2021年1月1日起施行的《民法典》第一百七十九条规定,“法律规定惩罚性赔偿的,依照其规定”。这一规定正式将惩罚性赔偿纳入了我国民事赔偿体系。侵权责任编在第一千一百八十五条规定,“故意侵害他人知识产权,情节严重的,被侵权人有权请求相应的惩罚性赔偿”。首次在侵权责任立法的一般性规则中专门就知识产权的惩罚性赔偿进行了规定。至此,我国知识产权领域的惩罚性赔偿制度基本建立。
三、惩罚性赔偿制度在商标法中的适用
法律的生命在于实施。2021年3月,最高人民法院发布的《惩罚性赔偿司法解释》正式施行,对惩罚性赔偿的适用要件和具体情形进行了细化,对惩罚性赔偿在知识产权领域中的司法适用做出了具体指引。
(一)适用要件
对于一般性损害赔偿而言,通常不强调侵权人的主观状态。此时,法院判定损害赔偿数额时不受侵权人主观心理状态的影响,只需依据客观发生的侵权事实进行责任认定,据此认定侵权人所需赔偿原告的经济损失,使原告的利益恢复到原有状态,即“填平”原告所受损失。相对而言,惩罚性损害赔偿在具有“填平”属性的一般性损害赔偿的基础之上,要求侵权人支付超出实际损害的赔偿。
2013年与2019年《商标法》第六十三条均对惩罚性赔偿的适用条件作出了规定,即“对恶意侵犯商标专用权,情节严重的......”由此可见,惩罚性赔偿的适用需结合两个方面进行考量,一是在主观方面是否具有“恶意”,二是在客观方面是否构成“情节严重”。
1.主观要件
《民法典》对惩罚性赔偿的表述为“故意侵害他人知识产权,情节严重的”,而《商标法》对惩罚性赔偿的表述为“恶意侵犯商标专用权,情节严重的”。可见,两部法律对主观状态的表述是不一致的,上述规定中所述“故意”和“恶意”,在理解和适用上是否相同,在学界有一定争议。有的学者主张《商标法》所规定的“恶意”在程度上高于《民法典》所规定的“故意”。有的学者则认为,基于《民法典》的位阶效力与司法实践中难以再对“恶意”和“故意”作出区分认定的这两个因素,对“恶意”和“故意”的含义应作一致性理解。对此,笔者同意后一种观点。
在司法实践中,侵权人的恶意通常表现为对权利商标的“明知”或“应知”。在上述“央视国际”一案中,在主观方面,一审法院认为,“熊鹰央网公司侵权恶意明显。涉案注册商标以及央视国际公司运营的央视网均具有极高知名度,熊鹰央网公司没有合理理由大量使用被诉侵权标识,具有攀附商誉的主观故意。此外,熊鹰央网公司不仅大量使用被诉侵权标识,还在网站中以中央电视台知名电视节目‘新闻联播’‘今日说法’‘焦点访谈’等为名大量设置专栏,在广告栏目右侧直接自称为‘中央电视台·中央重要新闻网站’,在网站文章中直接使用‘CCTV 央视视频’等标识,上述行为均能佐证,熊鹰央网公司使用央视国际公司涉案商标标识,旨在诱导相关公众对被诉网站与央视网产生混淆误认。”

● **书面指令 A**
请统计下方记录中含有字符串“canopy”的行数,区分大小写,只给出数字。

● **所示记录**
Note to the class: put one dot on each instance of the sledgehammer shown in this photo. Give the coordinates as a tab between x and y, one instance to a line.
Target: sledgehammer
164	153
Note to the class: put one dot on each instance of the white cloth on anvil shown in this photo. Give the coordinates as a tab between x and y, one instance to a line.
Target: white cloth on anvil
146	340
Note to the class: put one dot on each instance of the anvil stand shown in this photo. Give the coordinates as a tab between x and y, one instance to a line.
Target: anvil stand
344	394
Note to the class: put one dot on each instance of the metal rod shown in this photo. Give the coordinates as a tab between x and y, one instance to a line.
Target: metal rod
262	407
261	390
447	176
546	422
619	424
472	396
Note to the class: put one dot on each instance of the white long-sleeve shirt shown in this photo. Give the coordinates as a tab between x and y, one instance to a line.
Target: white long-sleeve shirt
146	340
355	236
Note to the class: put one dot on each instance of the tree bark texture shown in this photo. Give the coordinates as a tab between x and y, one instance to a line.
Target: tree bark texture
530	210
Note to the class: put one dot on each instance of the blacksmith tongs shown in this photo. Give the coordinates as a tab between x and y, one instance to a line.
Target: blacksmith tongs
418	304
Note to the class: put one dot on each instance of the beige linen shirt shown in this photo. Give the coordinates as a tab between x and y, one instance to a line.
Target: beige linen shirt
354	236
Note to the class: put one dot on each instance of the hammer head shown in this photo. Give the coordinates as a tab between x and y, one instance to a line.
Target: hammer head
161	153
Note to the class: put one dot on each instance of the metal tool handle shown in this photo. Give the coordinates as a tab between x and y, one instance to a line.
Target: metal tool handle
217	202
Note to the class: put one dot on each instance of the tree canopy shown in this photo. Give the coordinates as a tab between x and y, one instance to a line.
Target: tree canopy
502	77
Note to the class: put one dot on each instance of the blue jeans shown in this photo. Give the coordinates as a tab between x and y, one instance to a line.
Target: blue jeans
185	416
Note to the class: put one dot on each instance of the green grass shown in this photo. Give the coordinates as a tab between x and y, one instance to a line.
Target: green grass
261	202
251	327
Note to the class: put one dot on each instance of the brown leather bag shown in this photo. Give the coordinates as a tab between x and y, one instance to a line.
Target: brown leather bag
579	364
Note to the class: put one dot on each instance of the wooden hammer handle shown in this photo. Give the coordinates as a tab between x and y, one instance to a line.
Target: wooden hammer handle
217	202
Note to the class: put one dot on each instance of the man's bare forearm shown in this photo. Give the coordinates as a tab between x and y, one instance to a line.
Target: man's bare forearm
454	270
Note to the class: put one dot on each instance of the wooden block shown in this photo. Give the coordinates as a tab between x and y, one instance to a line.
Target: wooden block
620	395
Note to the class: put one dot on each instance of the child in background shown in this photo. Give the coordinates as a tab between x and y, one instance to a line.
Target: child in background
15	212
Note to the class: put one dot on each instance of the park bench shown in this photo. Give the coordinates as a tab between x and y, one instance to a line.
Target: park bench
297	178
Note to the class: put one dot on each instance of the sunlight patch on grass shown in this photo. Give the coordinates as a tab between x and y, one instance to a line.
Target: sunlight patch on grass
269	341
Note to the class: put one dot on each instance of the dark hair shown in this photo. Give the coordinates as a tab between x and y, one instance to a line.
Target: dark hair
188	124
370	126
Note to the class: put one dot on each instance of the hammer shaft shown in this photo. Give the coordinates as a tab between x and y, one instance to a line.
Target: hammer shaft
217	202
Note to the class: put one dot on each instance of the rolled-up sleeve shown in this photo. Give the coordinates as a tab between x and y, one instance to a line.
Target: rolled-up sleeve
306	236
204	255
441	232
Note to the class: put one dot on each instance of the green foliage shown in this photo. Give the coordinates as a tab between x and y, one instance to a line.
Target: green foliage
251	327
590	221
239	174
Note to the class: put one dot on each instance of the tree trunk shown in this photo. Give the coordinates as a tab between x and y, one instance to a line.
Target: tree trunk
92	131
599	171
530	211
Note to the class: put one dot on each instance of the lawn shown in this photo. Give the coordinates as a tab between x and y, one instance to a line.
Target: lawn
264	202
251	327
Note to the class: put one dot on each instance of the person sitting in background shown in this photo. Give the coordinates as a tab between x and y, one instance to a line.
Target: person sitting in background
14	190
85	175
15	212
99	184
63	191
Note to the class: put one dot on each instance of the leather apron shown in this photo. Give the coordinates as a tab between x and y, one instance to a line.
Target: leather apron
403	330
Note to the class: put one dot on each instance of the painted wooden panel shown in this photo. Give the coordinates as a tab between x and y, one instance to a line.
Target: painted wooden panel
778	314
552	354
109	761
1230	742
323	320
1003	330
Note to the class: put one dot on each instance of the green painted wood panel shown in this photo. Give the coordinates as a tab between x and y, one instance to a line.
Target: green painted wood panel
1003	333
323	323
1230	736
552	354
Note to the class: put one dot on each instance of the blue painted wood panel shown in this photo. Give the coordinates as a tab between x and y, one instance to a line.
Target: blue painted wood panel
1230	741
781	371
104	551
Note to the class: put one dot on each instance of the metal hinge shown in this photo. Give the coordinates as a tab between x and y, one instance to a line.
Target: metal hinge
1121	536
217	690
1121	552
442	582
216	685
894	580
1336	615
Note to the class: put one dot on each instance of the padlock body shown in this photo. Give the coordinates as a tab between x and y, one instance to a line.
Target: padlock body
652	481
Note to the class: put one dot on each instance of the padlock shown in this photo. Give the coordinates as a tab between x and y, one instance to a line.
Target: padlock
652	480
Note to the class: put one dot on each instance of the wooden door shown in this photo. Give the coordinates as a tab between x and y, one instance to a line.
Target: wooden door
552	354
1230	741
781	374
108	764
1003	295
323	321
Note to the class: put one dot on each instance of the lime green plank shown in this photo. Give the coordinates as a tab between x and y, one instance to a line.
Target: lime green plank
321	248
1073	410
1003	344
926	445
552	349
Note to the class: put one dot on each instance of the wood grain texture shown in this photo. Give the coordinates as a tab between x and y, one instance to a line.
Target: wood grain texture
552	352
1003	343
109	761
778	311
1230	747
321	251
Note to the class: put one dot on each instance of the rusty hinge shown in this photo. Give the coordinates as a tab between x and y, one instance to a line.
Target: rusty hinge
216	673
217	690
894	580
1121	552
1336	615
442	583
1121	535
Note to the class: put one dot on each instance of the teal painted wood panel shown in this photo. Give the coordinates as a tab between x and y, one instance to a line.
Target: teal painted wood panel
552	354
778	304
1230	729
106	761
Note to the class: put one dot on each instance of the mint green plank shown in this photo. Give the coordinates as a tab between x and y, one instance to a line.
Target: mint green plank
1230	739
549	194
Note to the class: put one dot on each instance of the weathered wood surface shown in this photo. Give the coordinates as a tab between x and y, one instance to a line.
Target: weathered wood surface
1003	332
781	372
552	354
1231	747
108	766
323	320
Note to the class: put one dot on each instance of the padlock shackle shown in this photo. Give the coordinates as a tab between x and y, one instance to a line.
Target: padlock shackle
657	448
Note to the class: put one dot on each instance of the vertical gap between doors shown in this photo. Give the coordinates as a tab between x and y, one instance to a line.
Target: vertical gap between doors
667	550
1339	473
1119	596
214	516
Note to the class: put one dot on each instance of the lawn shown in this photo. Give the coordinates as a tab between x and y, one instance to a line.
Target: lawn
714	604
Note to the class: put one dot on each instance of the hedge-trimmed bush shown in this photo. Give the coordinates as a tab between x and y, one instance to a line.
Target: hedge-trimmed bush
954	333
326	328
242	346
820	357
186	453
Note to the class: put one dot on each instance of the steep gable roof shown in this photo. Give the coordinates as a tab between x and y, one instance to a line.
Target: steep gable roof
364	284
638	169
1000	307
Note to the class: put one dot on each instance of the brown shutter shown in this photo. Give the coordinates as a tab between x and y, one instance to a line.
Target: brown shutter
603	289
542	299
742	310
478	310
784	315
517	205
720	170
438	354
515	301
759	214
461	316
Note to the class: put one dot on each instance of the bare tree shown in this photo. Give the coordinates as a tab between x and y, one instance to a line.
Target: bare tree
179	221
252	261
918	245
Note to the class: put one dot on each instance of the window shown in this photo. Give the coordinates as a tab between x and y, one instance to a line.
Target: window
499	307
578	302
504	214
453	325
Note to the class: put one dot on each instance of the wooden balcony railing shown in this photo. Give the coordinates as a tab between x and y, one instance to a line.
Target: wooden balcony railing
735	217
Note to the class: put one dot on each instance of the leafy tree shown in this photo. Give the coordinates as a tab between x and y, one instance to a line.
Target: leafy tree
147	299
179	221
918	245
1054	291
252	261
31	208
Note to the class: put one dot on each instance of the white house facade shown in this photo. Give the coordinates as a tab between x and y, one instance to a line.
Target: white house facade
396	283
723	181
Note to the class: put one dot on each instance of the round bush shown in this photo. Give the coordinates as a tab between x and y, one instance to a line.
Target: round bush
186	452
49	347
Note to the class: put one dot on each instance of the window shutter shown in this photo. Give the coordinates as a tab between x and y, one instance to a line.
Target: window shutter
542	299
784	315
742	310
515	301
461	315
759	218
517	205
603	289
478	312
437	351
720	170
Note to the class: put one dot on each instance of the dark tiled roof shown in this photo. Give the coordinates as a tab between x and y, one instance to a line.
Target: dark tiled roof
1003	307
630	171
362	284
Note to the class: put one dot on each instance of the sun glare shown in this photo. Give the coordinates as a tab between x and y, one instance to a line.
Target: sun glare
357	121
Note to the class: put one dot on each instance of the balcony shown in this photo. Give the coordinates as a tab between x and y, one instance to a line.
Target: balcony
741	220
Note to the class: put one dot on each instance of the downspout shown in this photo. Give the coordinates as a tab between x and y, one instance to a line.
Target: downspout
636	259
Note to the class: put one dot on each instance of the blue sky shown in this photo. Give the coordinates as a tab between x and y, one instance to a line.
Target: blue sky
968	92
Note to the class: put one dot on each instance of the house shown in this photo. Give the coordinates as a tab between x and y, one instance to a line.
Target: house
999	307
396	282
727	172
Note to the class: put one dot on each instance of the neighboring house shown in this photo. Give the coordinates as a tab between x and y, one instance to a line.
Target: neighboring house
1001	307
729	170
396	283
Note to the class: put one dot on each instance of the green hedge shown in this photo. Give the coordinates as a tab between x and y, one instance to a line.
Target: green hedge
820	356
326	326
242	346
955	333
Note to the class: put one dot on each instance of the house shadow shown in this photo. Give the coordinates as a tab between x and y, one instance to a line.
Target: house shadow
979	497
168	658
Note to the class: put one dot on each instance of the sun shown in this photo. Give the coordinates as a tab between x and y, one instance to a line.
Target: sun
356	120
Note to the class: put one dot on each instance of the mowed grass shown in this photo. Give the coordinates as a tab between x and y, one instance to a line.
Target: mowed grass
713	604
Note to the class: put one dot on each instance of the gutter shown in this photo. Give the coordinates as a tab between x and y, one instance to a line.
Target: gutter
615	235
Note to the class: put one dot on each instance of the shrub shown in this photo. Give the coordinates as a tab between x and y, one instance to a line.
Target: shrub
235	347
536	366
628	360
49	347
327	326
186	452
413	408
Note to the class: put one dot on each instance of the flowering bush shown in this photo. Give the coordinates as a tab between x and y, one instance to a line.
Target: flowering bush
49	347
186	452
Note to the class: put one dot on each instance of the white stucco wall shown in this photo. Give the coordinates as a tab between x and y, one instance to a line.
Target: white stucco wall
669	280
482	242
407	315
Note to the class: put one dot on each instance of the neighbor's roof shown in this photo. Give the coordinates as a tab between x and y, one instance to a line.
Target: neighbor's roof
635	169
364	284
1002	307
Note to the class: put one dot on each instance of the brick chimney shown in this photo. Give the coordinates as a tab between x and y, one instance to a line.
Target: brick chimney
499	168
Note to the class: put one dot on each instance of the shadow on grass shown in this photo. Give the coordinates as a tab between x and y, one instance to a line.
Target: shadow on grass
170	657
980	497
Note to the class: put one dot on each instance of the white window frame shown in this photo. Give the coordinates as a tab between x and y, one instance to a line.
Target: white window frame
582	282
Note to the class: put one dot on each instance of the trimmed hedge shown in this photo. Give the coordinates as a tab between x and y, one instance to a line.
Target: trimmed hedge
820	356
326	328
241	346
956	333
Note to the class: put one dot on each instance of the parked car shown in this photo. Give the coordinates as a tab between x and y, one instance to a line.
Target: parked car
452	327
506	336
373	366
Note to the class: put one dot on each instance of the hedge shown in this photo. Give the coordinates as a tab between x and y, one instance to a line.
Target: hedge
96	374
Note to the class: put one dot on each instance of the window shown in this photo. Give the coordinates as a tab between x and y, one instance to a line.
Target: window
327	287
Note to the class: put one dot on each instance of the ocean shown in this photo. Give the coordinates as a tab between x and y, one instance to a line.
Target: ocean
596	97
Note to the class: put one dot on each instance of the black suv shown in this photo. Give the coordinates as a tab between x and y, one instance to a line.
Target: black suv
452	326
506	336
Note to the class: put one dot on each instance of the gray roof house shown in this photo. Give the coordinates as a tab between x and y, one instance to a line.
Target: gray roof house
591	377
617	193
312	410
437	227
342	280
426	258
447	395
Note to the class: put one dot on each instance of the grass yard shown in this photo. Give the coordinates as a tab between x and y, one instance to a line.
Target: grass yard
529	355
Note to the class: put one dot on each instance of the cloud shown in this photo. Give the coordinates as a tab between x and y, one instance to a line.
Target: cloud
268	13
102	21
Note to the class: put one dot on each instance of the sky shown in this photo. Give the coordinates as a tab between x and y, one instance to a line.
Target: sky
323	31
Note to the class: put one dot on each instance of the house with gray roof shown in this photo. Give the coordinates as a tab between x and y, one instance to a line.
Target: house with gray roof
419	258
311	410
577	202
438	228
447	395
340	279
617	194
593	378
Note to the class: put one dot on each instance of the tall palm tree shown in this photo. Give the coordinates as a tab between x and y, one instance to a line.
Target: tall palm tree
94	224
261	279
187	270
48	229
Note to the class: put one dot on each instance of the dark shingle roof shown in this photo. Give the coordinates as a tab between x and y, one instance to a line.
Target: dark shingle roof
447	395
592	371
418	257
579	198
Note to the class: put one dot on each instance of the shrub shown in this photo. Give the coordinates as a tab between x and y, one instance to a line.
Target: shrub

● **书面指令 B**
根据上方节选文字回答以下问题:
(i)《民法典》中规定故意侵害他人知识产权、情节严重时可请求惩罚性赔偿的是第几条?
(ii)最高人民法院发布的《惩罚性赔偿司法解释》于何时正式施行?
(iii)《商标法》在规定惩罚性赔偿时,用哪个词表述侵权人的主观状态?

● **完整回答 A**
2

● **完整回答 B**
(i)第一千一百八十五条。
(ii)2021年3月。
(iii)“恶意”。